#### Extrait à lire ####
Qu’entendons-nous par « terrorisme » ?
De quoi l’acte meurtrier de Mohamed Lahouaiej Bouhlel, auteur de l’attaque de Nice le 14 juillet 2016 qui a fait 86 morts, est-il le nom ? Analysé au procès qui se déroule en ce moment à Paris, son profil pose la question de notre définition extensive du terrorisme, au risque de dérives.
dans l’hebdo N° 1731 Acheter ce numéro
Durant toute la semaine du 24 octobre, la cour d’assises spéciale de Paris a analysé le profil et le parcours de Mohamed Lahouaiej Bouhlel, l’homme de 31 ans auteur de l’attaque au camion sur la promenade des Anglais qui a tué 86 personnes, le 14 juillet 2016 à Nice.
Alors que l’auteur a été tué par les forces de police lors de son attaque, huit personnes sont aujourd’hui accusées d’association de malfaiteurs terroriste, dont quatre Albanais pour la revente d’armes. Or certains avocats de la défense se refusent à parler d’attentat, utilisant plutôt l’expression « tuerie de masse ». De fait, le profil du tueur de Nice est pour le moins ambivalent.
Malgré les affirmations de nombreux médias et de personnalités politiques, qui rapprochaient l’attaque meurtrière des attentats de 2015 en la qualifiant de « terroriste » pour souligner son caractère jihadiste, les certitudes se sont étiolées au fur et à mesure de l’enquête. D’après les éléments du dossier, l’ancrage idéologique réel de celui que les analystes de la Direction générale de la sécurité intérieure (DGSI) ont décrit à Politis comme un « profil tangent » n’est pas clair.
####
(Consigne 1)
D'après l'extrait, combien de personnes sont aujourd'hui accusées d'association de malfaiteurs terroriste ?
(Consigne 2)
Renommez « analystes » en « experts » dans le passage de l'extrait allant de « Malgré les affirmations » à « n’est pas clair. », puis recopiez ce passage.
(Consigne 3)
Présentez sous forme de liste le paragraphe de l'extrait qui commence par « Alors que l’auteur a été tué », en conservant ses faits principaux.
#### Enregistrements fournis ####
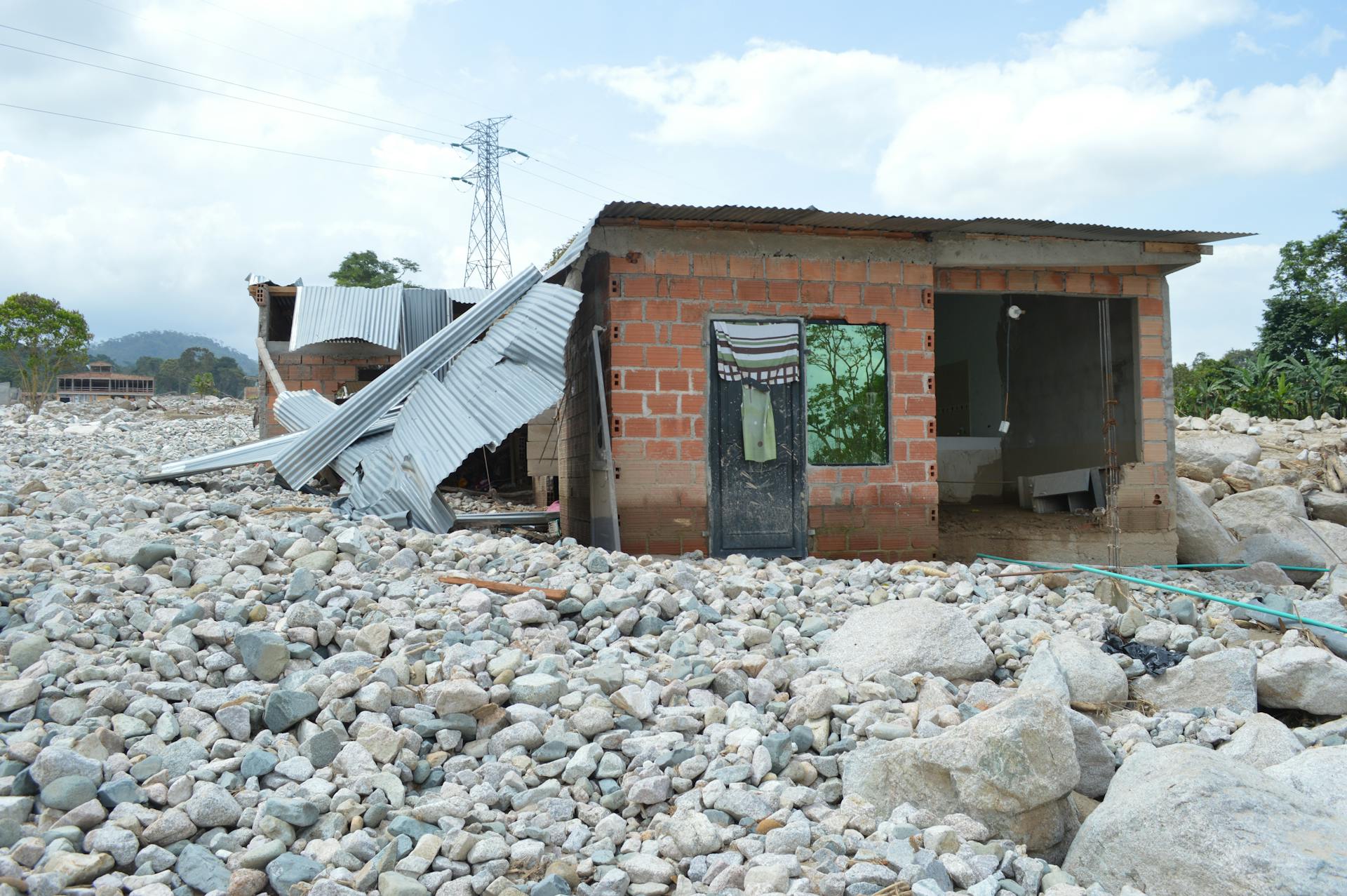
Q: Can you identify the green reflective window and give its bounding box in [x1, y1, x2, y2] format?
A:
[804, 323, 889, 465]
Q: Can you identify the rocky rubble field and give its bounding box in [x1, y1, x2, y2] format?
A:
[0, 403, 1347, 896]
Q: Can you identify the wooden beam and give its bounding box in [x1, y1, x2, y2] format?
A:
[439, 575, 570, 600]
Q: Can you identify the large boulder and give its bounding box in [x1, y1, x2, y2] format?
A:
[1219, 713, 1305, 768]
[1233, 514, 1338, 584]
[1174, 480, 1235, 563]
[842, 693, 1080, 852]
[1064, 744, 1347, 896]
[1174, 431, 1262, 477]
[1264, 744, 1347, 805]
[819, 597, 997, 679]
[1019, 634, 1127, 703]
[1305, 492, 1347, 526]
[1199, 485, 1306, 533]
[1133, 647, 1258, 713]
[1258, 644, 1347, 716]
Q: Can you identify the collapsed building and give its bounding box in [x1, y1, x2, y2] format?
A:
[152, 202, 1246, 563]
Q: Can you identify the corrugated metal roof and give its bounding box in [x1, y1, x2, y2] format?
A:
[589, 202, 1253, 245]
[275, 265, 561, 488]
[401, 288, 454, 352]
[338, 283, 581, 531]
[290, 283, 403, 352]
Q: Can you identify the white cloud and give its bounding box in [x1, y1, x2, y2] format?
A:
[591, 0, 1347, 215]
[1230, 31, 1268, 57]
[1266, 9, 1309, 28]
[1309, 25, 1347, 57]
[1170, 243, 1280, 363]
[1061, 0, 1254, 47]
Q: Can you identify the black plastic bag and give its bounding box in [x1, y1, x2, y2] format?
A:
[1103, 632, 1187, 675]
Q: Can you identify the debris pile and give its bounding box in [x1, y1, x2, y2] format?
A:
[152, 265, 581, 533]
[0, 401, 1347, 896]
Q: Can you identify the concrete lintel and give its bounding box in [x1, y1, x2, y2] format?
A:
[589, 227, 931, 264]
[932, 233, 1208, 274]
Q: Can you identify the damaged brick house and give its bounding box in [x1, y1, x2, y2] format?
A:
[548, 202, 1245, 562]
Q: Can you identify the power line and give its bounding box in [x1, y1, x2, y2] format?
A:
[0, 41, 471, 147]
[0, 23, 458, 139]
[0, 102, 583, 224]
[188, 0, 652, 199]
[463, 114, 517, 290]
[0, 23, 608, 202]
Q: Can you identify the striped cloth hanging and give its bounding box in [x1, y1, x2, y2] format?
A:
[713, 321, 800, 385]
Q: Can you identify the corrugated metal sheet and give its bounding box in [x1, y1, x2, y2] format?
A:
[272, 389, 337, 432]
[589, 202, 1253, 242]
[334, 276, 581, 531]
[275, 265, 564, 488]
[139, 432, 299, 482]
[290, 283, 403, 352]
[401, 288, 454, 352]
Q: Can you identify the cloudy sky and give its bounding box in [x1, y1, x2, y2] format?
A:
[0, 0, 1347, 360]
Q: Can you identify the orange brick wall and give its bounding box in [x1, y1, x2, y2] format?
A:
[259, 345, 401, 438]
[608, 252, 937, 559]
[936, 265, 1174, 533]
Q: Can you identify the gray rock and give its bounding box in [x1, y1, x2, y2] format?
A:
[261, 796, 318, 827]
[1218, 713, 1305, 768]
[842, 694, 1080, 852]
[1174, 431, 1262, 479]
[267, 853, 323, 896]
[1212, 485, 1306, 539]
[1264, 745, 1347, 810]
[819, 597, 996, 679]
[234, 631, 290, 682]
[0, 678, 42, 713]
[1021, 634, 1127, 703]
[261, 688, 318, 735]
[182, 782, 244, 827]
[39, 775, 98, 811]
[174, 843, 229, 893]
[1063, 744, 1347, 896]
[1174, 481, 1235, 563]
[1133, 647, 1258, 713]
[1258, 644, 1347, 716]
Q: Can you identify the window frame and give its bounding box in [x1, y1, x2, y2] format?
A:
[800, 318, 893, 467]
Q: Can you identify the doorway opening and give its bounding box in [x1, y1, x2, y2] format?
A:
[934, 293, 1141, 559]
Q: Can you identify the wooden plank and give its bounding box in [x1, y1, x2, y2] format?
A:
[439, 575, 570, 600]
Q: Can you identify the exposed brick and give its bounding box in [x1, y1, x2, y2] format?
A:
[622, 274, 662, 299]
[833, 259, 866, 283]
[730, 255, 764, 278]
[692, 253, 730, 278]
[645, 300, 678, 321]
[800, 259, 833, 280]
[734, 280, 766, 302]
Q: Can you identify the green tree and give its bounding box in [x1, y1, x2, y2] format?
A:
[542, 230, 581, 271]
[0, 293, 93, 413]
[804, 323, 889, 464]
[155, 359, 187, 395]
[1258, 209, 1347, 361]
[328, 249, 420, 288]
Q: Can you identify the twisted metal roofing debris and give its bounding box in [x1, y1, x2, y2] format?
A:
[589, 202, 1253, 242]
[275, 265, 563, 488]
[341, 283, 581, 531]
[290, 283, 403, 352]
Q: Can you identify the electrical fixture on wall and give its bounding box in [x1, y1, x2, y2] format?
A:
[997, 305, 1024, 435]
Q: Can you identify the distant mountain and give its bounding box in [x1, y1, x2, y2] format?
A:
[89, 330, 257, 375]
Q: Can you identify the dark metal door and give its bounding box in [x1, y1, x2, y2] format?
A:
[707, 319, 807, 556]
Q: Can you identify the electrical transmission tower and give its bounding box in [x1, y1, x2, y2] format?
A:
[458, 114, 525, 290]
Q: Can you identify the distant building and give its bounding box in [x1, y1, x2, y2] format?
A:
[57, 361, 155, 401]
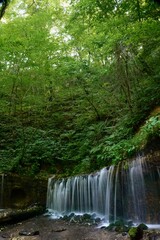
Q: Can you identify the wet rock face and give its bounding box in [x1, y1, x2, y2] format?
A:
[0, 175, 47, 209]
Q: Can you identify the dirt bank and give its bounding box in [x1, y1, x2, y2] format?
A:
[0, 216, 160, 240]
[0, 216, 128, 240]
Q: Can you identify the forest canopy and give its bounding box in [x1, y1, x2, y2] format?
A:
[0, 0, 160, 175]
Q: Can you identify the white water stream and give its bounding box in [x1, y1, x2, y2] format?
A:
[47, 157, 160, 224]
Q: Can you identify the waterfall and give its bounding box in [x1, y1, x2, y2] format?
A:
####
(Réponse 1)
Huit personnes, dont quatre Albanais pour la revente d'armes.

(Réponse 2)
Malgré les affirmations de nombreux médias et de personnalités politiques, qui rapprochaient l’attaque meurtrière des attentats de 2015 en la qualifiant de « terroriste » pour souligner son caractère jihadiste, les certitudes se sont étiolées au fur et à mesure de l’enquête. D’après les éléments du dossier, l’ancrage idéologique réel de celui que les experts de la Direction générale de la sécurité intérieure (DGSI) ont décrit à Politis comme un « profil tangent » n’est pas clair.

(Réponse 3)
- L'auteur a été tué par les forces de police lors de son attaque.
- Huit personnes sont aujourd'hui accusées d'association de malfaiteurs terroriste, dont quatre Albanais pour la revente d'armes.
- Certains avocats de la défense refusent de parler d'attentat et emploient plutôt l'expression « tuerie de masse ».
- Le profil du tueur de Nice est pour le moins ambivalent.